### Metin bölümü
□ □ □ □ □
Allah kulunu severse
Yemen’de yetişen velîlerden Şeyh Hubeyşî hazretlerine, bir gün sordular:
- Efendim, Allahın bir kimseyi sevdiğinin alâmeti nedir?
Buyurdu ki:
- Allahü teâlâ bir kulunu severse, ona iki şey nasîb eder. Birincisi, sevdiği bir kulunu, mesela bir İslâm âlimini, bir evliyâ zâtı, bir Allah adamını tanıtır ona.
- Öbürü nedir efendim?
- Ona hayırlı bir iş nasîb eder.
Ve îzah etti bunları:
- Yâni o kimse, o Allah adamından dînini doğru olarak öğrenir ve bu öğrendiklerini eşine dostuna ve sözünün geçtiği kimselere öğretir. İnsanların dinlerine ve dünyalarına hizmet eder.
- Daha çok severse hocam?
□ □ □ □ □
### Yazılı görev
Metin bölümüne göre Şeyh Hubeyşî, Allah'ın sevdiği bir kuluna nasip ettiği ikinci şeyin ne olduğunu söylüyor?

### Verilen bilgiler
□ □ □ □ □
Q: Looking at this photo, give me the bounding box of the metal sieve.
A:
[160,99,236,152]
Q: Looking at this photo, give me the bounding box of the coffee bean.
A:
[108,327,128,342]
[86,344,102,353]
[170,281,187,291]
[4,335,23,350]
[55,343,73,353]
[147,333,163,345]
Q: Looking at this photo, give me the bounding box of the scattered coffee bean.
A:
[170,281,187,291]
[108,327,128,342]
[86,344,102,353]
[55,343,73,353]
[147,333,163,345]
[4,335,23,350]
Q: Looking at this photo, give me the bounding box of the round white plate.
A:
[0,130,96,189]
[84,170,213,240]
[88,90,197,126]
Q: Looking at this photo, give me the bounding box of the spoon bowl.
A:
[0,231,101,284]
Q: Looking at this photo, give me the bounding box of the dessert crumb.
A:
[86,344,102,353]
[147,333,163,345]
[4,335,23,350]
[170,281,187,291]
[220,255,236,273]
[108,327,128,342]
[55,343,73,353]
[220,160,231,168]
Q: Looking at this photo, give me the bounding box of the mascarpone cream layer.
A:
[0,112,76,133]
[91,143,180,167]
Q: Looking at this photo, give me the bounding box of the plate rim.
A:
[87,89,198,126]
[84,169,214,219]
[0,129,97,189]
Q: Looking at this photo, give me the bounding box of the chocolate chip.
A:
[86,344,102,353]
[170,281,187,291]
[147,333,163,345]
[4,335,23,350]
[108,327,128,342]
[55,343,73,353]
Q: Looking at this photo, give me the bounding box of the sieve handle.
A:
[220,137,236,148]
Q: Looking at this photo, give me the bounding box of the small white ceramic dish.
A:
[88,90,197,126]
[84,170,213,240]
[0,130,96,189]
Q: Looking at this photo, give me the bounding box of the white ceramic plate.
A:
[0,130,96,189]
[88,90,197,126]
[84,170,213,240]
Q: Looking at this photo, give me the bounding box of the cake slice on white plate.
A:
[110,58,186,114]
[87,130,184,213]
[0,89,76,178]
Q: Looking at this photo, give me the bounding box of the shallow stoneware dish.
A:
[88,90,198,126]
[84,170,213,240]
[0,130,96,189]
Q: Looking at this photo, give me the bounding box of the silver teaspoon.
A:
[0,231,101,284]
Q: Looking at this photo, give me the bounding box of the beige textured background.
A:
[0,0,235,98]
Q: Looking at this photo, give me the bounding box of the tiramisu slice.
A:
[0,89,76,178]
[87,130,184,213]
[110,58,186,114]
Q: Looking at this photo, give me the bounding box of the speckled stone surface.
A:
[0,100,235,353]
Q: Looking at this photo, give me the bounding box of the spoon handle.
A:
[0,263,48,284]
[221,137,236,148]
□ □ □ □ □
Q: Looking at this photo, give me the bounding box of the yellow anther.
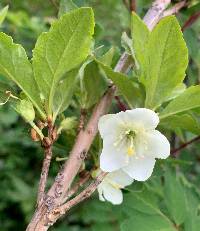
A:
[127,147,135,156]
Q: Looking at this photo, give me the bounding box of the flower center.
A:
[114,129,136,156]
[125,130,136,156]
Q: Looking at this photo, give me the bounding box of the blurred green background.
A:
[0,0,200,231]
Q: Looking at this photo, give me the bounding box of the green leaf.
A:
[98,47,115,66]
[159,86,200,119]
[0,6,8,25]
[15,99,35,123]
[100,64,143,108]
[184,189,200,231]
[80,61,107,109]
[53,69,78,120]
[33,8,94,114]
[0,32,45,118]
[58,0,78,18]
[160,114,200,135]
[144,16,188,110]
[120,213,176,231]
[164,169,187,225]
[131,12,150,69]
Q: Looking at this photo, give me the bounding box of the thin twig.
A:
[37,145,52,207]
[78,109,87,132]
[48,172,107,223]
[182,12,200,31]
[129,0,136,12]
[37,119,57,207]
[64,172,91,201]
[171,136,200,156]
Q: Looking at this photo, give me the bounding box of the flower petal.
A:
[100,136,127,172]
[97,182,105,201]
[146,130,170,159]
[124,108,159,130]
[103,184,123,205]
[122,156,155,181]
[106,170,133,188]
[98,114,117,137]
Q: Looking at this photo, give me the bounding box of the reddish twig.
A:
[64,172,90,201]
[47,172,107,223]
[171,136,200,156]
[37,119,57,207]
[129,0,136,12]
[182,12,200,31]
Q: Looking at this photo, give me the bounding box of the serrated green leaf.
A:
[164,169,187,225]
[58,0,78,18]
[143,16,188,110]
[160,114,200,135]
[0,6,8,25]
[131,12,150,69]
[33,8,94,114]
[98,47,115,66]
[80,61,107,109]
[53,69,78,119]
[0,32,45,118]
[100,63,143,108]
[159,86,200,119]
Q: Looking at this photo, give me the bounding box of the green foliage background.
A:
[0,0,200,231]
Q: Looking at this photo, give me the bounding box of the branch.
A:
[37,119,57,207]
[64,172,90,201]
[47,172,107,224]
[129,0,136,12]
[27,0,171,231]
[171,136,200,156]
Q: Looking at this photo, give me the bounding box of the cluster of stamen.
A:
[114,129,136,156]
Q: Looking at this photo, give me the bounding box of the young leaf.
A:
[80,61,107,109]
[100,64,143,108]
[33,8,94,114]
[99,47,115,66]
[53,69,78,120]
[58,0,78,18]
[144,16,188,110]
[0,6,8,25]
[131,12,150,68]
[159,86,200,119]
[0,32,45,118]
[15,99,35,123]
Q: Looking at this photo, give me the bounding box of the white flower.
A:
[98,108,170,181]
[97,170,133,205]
□ □ □ □ □
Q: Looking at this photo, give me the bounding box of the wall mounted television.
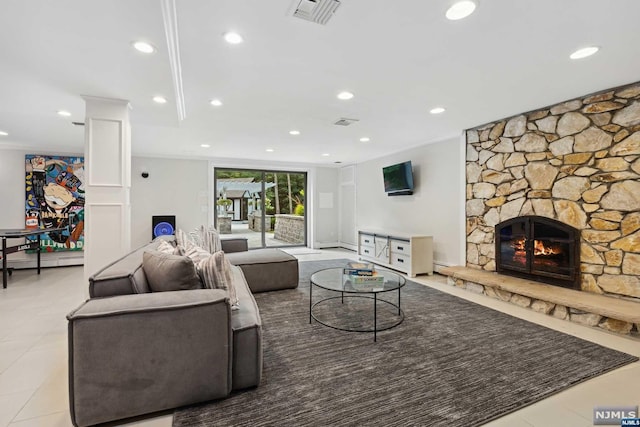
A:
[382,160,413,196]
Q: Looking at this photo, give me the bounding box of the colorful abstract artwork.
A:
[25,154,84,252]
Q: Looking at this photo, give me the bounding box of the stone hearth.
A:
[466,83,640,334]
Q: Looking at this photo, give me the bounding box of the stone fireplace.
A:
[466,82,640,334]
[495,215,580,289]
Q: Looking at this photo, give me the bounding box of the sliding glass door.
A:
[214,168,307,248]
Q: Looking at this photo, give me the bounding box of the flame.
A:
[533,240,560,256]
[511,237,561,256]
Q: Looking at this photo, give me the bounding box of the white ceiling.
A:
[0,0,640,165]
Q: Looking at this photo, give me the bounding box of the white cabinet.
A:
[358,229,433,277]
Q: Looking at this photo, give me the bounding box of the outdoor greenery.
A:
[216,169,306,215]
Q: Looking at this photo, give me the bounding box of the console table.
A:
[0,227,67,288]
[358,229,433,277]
□ □ □ □ □
### Tam yanıt
Allah'ın sevdiği kuluna nasip ettiği ikinci şey hayırlı bir iştir.